* START Exercise material *
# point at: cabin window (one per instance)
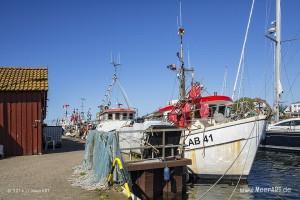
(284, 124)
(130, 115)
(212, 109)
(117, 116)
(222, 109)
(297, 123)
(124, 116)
* END Exercise material *
#### What you should do:
Extract every line in the records above that contains the string "cabin", matching case exactly.

#### Final answer:
# point at: cabin window (one per instance)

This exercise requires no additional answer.